## Given problem A
Decide whether each statement agrees with the FFII piece on the United Patent Litigation System. Answer yes or no, and quote the deciding words from the piece. (i) The UPLS and the EPLA are both international treaties rather than EU regulation. (ii) The European Parliament will act as legislator for the UPLS. (iii) The Commission's argument for its 2002 directive proposal was that courts in Europe disagreed.
## Given problem B
Provide the next part of the FFII piece on the United Patent Litigation System, starting after its last sentence.

## Source extract
=====
A journalist of WorldIPReview recently asked FFII what were its views of the proposed United Patent Litigation System (UPLS), which is now being questioned by the Council in a submission to the ECJ. FFII had already published a press release mentioning the new push for software patents in Europe via a centralised and trusted court.
Here are some answers to the questions of the journalist, note that I did not touch on the subject of "Where is the European Parliament?" in the legislator section.
Q1: What particular element of the United Patent Litigation System (UPLS) proposal has initiated concern regarding software patents?
The United Patent Litigation System (UPLS) is heavily inspired from the European Patent Litigation Agreement (EPLA). They have a lot of similarities, inside the FFII we call the UPLS the EU-EPLA, which is the EPLA rebranded with a EU flag on top to make it look like an EU project.
The UPLS and EPLA have in common that they are both international treaties, and not EU regulation (directive, council framework decision, etc…) per se. It means that other countries that are non-EU (such as Turkey, Iceland or even the United States) could potentially join the treaty. The fact that it is not an EU piece of law means that the legislator won't be the European Parliament. As we saw with other international treaties such as ACTA, those treaties are typically negotiated behind closed doors, and the Parliaments (the European one or the nationals ones) typically do not have a say over their content. The UPLS is mainly a piece of legislation written by bureaucrats of the Commission and Government officials, with no input whatsoever from members of those parliaments.
The pro-software patent lobby, mainly represented by EICTA members (mainly Philips, Siemens, Alcatel, Nokia, Ericsson) or BSA (heavily driven by Microsoft) called members of the EPP party some days before the vote of failed software patent directive, asking them to vote for rejection, and push for a central patent court instead.
The divergence of opinions of several courts in Europe (mainly Germany and UK) was the argument the Commission used in 2002 to issue a directive proposal on the subject:
With the elimination of different courts and creation of a central patent court for validity cases, the disparity of interpretations by different courts has been abolished.
=====
## Dataset excerpts
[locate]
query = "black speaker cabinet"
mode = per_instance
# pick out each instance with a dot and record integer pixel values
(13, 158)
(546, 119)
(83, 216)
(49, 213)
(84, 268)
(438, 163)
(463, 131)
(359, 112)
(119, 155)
=====
## Output A
(i) Yes: "they are both international treaties, and not EU regulation"
(ii) No: "the legislator won't be the European Parliament"
(iii) Yes: "The divergence of opinions of several courts in Europe (mainly Germany and UK) was the argument the Commission used in 2002 to issue a directive proposal on the subject"

## Output B
This disparity is important, because it shows to the legislator where there is conflict of interpretation, and where the legislator should intervene to clarify.
The problem with creating a international patent court between several countries is to balance it with a legislator, who would be competent to correct the behaviour of such court.
In the present state, the legislator would be the government officials signatory of the European Patent Convention, among which you find often that they belong to National Patent Offices.
This conflict of interests has been denounced during the strike of EPO examiners a while ago.
The influence of National Patent Office was also very important during the software patent directive in the Council, where the decision to support software patents was motly made by officials from National Patent Offices.
3. Trusted patent judges
Specialized patent judges have a tendency to favour the patentee, and in the case of the UPLS, they will be handpicked.
The main reason to avoid the creation of patent tribunals inside the ECJ legal system is to be able for the patent establishment to be able to handpick their judges.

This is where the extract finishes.